§ WHAT IS NEEDED
Write out each record below exactly as it appears, with no pictures.

§ STORED ROWS
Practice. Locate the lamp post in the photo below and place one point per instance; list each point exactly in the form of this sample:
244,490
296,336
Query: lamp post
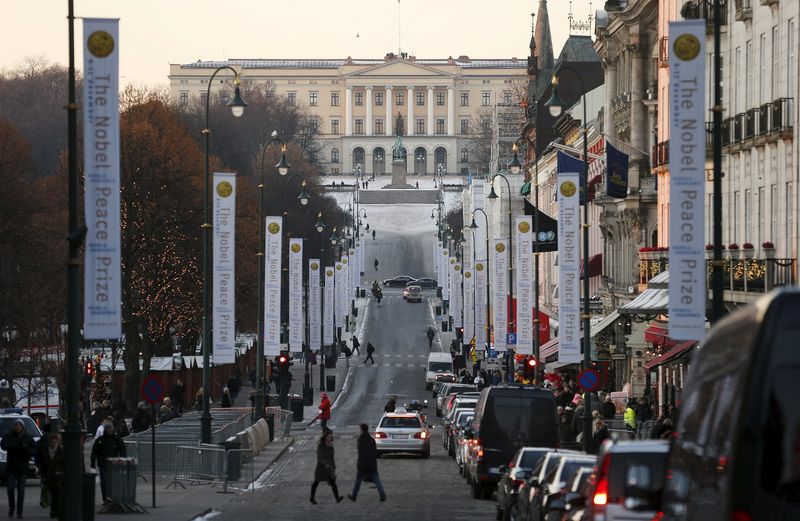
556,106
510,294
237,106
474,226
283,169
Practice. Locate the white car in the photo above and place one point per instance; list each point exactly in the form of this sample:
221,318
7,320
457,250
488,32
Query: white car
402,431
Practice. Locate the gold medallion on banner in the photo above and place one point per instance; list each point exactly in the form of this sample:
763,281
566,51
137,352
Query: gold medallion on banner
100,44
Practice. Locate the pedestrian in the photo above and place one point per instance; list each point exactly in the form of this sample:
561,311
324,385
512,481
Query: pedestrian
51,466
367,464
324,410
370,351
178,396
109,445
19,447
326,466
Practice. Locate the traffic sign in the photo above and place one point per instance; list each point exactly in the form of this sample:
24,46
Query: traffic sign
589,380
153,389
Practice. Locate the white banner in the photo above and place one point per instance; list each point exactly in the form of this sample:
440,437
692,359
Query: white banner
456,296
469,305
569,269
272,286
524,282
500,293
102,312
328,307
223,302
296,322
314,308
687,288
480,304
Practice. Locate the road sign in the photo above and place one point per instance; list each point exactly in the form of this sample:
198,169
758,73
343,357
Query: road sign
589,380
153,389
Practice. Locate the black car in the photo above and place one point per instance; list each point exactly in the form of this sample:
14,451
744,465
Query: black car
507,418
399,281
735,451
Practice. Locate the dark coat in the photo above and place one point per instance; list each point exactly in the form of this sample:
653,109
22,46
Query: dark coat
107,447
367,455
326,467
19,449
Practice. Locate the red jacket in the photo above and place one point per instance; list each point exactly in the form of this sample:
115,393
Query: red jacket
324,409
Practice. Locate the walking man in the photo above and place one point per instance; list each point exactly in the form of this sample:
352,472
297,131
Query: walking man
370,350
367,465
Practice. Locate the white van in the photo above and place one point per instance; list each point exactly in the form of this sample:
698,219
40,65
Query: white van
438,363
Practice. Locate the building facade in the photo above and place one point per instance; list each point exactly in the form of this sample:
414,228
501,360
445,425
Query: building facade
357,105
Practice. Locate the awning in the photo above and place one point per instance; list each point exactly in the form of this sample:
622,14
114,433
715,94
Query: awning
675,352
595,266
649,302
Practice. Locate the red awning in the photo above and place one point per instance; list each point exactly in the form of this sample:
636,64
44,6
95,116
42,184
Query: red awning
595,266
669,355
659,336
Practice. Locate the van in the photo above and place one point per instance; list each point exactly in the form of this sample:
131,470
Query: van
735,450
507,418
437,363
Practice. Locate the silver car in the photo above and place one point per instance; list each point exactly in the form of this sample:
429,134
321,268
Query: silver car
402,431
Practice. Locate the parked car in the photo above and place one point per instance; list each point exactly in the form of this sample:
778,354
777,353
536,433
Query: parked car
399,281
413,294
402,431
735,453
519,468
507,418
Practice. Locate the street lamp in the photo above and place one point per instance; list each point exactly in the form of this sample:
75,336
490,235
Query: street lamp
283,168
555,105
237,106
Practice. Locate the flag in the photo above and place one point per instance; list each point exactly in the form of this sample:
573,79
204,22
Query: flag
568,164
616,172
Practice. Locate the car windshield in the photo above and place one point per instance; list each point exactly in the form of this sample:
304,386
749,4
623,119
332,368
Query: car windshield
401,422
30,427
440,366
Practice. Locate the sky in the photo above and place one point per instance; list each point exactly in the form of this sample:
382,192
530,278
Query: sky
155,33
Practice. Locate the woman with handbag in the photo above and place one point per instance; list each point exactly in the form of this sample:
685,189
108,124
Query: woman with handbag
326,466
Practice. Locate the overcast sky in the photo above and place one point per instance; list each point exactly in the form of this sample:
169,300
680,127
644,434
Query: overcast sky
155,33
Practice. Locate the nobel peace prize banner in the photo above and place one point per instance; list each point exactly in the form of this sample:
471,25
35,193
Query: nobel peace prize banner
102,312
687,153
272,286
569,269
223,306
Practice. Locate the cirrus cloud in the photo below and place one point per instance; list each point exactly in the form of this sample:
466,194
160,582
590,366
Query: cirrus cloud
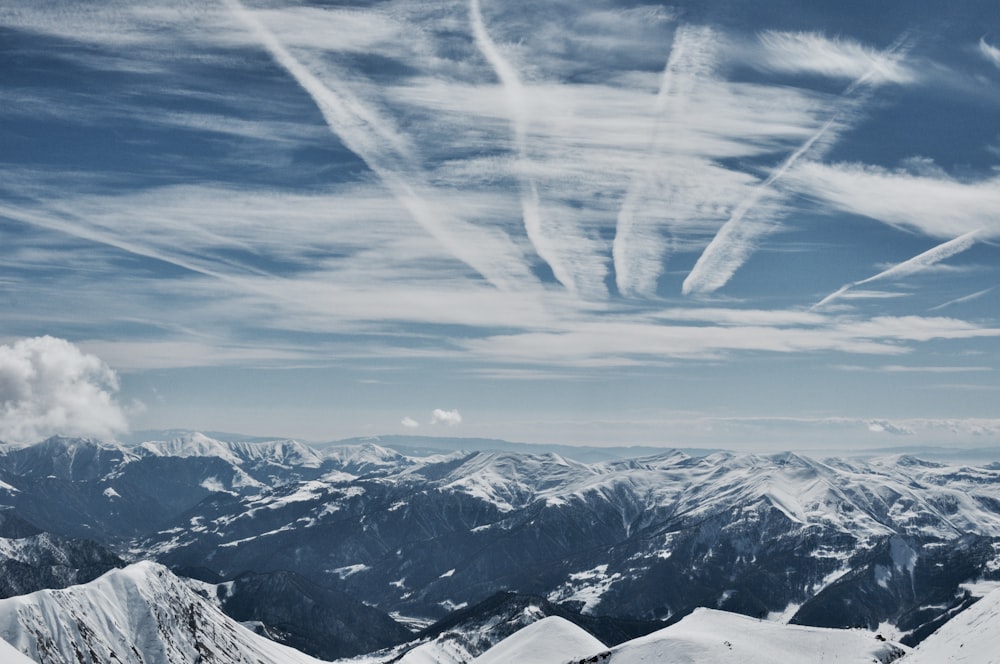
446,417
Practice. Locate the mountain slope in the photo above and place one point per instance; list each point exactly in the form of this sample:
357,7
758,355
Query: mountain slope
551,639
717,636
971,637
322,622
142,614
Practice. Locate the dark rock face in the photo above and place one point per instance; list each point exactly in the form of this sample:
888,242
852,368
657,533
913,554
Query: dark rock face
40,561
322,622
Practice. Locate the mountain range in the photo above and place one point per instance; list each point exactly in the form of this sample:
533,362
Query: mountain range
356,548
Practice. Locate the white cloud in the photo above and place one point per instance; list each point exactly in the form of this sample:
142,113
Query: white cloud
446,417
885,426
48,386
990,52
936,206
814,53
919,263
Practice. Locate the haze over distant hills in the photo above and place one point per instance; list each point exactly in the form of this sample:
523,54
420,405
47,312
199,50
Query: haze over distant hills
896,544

§ COMPLETE RESPONSE
Practice. Locate the lamp post in the photo below and place one point per instance; list each point exactly in the form of this sample:
244,490
296,336
Query: lamp post
556,106
510,294
237,106
474,226
283,169
Practice. Locate the white car in the photo above and place one point per instance; list each point exactly in the form of this sample:
221,318
7,320
457,250
488,32
Query: white car
402,431
Practice. Locate the gold medallion on banner in the photo above and place one point per instance; list each point exactly in the form of this sample:
763,281
566,51
137,352
Query: gold medallion on banner
100,44
Practice. Locate the pedestrian in the photo above and place one point per instance; list each point exactly in the form of this sample:
561,311
324,385
512,481
Query: pedestrian
51,466
367,464
324,410
370,351
178,396
109,445
19,447
326,466
Practice. Locate the traffic sign in the photo above and place one point per instance; list each point exactly in the form of this sample:
24,46
Query: traffic sign
589,380
153,389
Practice. Locate the white banner in the photo above and place one point per instance; list each point exactly in the form of this sample:
440,437
692,359
Query: white banner
456,296
469,305
569,269
272,286
524,282
500,293
102,312
328,307
223,302
296,322
314,308
687,288
480,304
Practice. Locate the road sign in the photo above and place one point per instance; list each point exactly in the form of this sample:
198,169
758,73
343,357
Query: road sign
589,380
153,389
Practice. Locate the black car in the photo above and place one point per instance; list each point exactly in the form of this sample:
14,451
744,465
Query: black car
507,418
399,281
735,451
Practice. Locate the dark coat in the photo above and place one point per instance; list each point exactly in the form of this sample:
653,109
22,46
Query: dark coat
107,447
367,455
326,467
19,449
Practice. Locate the red jacket in the photo above and place one point per instance; list each point exactly in the form of this sample:
115,393
Query: red jacket
324,409
Practice. Locate the walking man in the photo above and place one point per instance; list each point exactly in the form of this sample:
352,472
297,131
Query: walking man
370,350
367,465
Practice. Locate the white van in the photo above and place one point per instance; list each point exactly in the form of this sample:
698,219
40,65
Query: white van
438,363
Practice. Locate the building facade in the photo above and place one point per instance; list each point exactly in the form of this sample:
414,228
501,360
445,425
Query: building facade
357,105
Practice. Locate the awning in the photo above and place one point per instance; list each point exactly in the form of this sample:
622,14
114,433
715,94
Query: awning
675,352
595,266
649,302
Practice. Locate the red awning in the photo above and place one point per instance; list each point exactly in the form of this sample:
636,64
44,6
95,116
42,184
Query: red awning
595,266
669,355
659,336
Practice. Locate the van in the photo above and place one point per instance; list each point exactly in the form of this sample:
131,470
Query: van
735,450
507,418
437,363
Practice. Locate the silver car in the photo above and place one point per instance; list each point exactly in the form of this sample:
429,134
321,268
Query: silver car
402,431
Practice. Locate the parked car in the photo above and place one point per instance; list each point exactly in the form of this sample:
778,354
777,353
536,433
Query: parked car
399,281
413,294
402,431
735,453
519,468
507,418
Practice. Locate the street lamp in the photo above and place one point per instance; list each point exactly in the form of this sample:
75,336
490,235
Query: street lamp
283,168
555,105
237,106
Practice. Locate the flag in the photo above and place one point per instance; list each point exactly in the form of this sample:
573,79
204,22
Query: flag
568,164
616,172
Practice. Locate the car windshield in the photo above and place one point per instance; list each point exactly in the form of this sample:
304,386
749,4
623,119
332,368
Query: car windshield
401,422
30,427
440,366
Practice. Locate the sky in the photo above and place one point per instance; list each point exactly in the form of this sample:
382,192
530,278
Query: sky
155,33
Practice. Locate the woman with handbag in the photo above and place one point per instance; list each point exactly in the form of this sample:
685,189
108,124
Query: woman with handbag
326,466
Practice. Locate the overcast sky in the photo above and place one point per instance; list each point exactly in the form of this sample:
169,300
680,127
644,434
Query: overcast sky
155,33
Practice. Locate the nobel peace prize banner in the photo above and place one point per instance; list each point exactly in the form of this sample:
471,25
35,193
Query: nobel peace prize banner
102,312
687,153
272,286
569,269
223,306
Practice. Locate the cirrus cloud in the photo below and place one point per instance; list each point exactly in the form of this sample:
466,194
160,582
590,366
Query: cirrus cloud
446,417
Practice. Locate the mountain slope in the photo above and place one point per instance; list each point exactly in the form of this sample:
357,7
758,355
Query: mountain slope
551,639
717,636
971,637
322,622
142,614
Practice. Locate the dark rock face in the photo above and place one point per instance; list each point exactly in the form of this sample:
888,242
852,368
657,533
913,554
Query: dark rock face
40,561
322,622
Practice. Locate the mountain range in the photo above and place one point per instance; list each point exactly in the form of this sample:
533,362
Query: mountain range
356,548
Practice. Locate the white cloud in the photo above and place one point per instance; list each point exactly in the form of this sample:
142,113
Query: white cloud
446,417
885,426
48,386
990,52
936,206
814,53
919,263
Practice. Locate the haze over distant hills in the photo above and place one point per instance; list each point exactly in the form of this sample:
523,54
420,405
47,312
199,50
Query: haze over distant hills
896,544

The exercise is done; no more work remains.